# Work to do
Count the lines in the data below that contain the word "sign". State only the number.

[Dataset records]
START

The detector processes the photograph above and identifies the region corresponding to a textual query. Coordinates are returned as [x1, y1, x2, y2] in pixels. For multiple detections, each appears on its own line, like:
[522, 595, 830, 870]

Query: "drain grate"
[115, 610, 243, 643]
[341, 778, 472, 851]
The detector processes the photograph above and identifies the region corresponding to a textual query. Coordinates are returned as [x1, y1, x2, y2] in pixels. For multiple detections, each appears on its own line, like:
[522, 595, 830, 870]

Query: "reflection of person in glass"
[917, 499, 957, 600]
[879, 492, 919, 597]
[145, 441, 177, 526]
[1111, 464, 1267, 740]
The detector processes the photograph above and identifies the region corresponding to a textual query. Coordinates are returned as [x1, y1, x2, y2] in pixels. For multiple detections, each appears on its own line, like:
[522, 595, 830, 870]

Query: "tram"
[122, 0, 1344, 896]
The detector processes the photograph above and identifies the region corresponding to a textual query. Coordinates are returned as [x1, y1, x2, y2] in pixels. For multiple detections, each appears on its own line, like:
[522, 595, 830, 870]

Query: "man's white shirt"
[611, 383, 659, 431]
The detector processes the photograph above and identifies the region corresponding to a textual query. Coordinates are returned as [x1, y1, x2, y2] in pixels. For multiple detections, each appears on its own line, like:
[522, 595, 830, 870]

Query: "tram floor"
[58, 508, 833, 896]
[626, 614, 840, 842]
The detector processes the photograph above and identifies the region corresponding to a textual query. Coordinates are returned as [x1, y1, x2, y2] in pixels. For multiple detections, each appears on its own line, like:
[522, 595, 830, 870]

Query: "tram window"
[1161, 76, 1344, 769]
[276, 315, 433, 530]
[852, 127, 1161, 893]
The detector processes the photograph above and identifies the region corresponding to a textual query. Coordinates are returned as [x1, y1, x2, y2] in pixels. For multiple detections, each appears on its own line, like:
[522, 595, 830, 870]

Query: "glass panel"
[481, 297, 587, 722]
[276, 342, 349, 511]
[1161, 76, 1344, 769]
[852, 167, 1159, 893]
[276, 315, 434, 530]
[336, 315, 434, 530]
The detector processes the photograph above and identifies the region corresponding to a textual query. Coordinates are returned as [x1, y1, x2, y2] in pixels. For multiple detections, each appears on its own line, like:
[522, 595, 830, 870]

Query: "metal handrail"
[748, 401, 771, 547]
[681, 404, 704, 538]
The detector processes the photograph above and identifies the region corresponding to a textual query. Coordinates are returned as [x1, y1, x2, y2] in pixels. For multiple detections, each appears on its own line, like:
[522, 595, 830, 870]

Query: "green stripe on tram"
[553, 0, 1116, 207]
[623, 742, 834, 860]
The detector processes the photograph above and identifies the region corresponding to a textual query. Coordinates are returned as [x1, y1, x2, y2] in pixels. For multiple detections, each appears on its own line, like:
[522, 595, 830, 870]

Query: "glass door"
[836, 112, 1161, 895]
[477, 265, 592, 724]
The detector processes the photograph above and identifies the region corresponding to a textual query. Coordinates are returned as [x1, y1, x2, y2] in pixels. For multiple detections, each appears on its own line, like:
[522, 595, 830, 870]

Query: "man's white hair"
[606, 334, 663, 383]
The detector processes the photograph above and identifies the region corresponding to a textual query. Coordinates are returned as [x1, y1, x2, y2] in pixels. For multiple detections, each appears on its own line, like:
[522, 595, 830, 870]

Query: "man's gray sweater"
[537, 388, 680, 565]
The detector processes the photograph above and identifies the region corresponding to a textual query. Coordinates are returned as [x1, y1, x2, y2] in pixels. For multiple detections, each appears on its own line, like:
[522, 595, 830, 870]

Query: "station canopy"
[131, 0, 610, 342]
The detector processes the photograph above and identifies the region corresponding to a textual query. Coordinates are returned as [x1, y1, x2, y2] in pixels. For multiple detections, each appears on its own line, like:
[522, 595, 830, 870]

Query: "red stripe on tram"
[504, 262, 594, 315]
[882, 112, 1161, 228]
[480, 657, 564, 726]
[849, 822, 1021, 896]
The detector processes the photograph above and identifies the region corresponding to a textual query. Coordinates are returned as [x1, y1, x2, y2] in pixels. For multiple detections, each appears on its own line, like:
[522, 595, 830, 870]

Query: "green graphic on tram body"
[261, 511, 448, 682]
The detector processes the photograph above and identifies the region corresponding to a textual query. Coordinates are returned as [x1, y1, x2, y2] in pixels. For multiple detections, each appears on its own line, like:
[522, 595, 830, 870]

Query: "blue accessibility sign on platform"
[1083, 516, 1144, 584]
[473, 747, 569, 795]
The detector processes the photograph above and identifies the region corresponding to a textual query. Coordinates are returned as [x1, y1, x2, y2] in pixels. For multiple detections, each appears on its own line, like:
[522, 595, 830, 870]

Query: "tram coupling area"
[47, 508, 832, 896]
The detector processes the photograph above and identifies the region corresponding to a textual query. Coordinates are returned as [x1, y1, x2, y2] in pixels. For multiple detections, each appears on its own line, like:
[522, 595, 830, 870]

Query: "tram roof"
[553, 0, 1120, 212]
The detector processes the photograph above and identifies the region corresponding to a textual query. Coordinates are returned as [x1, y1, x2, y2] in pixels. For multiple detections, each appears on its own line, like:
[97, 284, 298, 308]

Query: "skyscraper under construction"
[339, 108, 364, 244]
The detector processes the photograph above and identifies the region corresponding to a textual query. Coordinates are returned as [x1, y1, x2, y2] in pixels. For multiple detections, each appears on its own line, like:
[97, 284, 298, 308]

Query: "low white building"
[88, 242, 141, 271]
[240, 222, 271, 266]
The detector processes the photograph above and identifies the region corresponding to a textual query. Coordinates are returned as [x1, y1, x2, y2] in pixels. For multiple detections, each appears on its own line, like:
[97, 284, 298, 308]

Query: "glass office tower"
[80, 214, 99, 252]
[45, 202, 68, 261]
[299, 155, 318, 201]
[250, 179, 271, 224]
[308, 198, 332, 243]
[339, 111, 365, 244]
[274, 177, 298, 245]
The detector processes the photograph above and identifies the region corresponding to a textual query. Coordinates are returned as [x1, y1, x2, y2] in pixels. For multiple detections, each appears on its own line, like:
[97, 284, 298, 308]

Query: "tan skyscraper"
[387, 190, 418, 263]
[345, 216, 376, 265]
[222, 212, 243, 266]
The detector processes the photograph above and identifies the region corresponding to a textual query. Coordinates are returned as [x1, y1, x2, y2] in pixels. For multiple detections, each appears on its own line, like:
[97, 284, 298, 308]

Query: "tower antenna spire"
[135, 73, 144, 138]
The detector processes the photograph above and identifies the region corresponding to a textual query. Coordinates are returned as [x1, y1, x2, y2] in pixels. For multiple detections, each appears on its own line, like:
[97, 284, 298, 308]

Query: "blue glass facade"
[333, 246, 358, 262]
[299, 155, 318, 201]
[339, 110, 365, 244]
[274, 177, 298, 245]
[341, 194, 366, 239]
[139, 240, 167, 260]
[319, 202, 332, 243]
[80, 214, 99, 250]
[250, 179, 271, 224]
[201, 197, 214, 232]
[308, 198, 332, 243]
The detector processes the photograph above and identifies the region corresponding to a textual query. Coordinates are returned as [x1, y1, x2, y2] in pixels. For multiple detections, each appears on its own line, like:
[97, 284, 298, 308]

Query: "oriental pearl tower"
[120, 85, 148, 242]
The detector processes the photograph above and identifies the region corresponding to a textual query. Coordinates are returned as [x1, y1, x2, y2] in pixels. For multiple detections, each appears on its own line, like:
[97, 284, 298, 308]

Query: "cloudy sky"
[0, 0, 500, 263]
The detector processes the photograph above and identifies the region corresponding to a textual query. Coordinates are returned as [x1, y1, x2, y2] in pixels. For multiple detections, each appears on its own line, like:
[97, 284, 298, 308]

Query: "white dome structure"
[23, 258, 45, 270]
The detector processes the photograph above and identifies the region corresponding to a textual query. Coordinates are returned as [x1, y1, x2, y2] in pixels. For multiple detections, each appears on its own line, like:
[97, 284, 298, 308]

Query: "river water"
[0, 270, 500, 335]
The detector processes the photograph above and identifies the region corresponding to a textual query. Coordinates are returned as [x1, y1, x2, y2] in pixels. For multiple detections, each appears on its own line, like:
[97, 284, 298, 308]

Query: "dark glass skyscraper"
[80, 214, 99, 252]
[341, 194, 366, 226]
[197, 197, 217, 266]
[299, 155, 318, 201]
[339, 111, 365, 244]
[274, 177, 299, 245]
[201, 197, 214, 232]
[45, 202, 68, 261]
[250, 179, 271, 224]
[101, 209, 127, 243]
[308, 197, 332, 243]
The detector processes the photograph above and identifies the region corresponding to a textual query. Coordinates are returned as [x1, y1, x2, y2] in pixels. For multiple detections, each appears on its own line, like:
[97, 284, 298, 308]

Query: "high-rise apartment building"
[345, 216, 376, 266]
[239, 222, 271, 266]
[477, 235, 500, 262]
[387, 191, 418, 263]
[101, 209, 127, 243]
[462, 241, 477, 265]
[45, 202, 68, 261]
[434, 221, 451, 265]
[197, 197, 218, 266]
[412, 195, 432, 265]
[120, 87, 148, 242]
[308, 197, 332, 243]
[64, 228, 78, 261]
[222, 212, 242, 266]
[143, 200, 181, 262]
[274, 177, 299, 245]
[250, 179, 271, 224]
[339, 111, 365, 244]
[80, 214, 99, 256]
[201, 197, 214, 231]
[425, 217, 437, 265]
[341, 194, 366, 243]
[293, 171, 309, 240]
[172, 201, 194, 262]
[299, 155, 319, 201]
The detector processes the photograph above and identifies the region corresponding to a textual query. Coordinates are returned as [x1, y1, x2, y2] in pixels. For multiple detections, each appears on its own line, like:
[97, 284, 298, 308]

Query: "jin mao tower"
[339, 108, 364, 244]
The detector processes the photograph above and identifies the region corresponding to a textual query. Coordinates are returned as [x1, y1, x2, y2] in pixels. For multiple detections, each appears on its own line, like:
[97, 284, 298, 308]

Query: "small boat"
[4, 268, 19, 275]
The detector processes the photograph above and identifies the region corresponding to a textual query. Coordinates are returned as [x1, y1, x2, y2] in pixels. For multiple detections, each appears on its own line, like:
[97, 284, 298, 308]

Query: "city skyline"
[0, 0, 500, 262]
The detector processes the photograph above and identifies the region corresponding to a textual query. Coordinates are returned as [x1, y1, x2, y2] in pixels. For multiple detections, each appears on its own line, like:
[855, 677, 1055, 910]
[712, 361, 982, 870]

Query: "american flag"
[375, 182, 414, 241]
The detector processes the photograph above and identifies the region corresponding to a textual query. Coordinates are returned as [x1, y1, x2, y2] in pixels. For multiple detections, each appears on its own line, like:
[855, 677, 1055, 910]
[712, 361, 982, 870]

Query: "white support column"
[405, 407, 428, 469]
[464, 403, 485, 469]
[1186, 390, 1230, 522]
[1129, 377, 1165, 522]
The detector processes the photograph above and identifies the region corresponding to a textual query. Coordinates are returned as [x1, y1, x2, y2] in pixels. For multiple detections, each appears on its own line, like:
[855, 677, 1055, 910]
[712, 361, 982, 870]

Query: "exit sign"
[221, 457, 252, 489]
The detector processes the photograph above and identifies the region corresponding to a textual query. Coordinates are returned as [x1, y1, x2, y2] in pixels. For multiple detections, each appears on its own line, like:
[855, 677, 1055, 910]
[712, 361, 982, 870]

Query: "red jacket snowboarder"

END

# Output of the task
2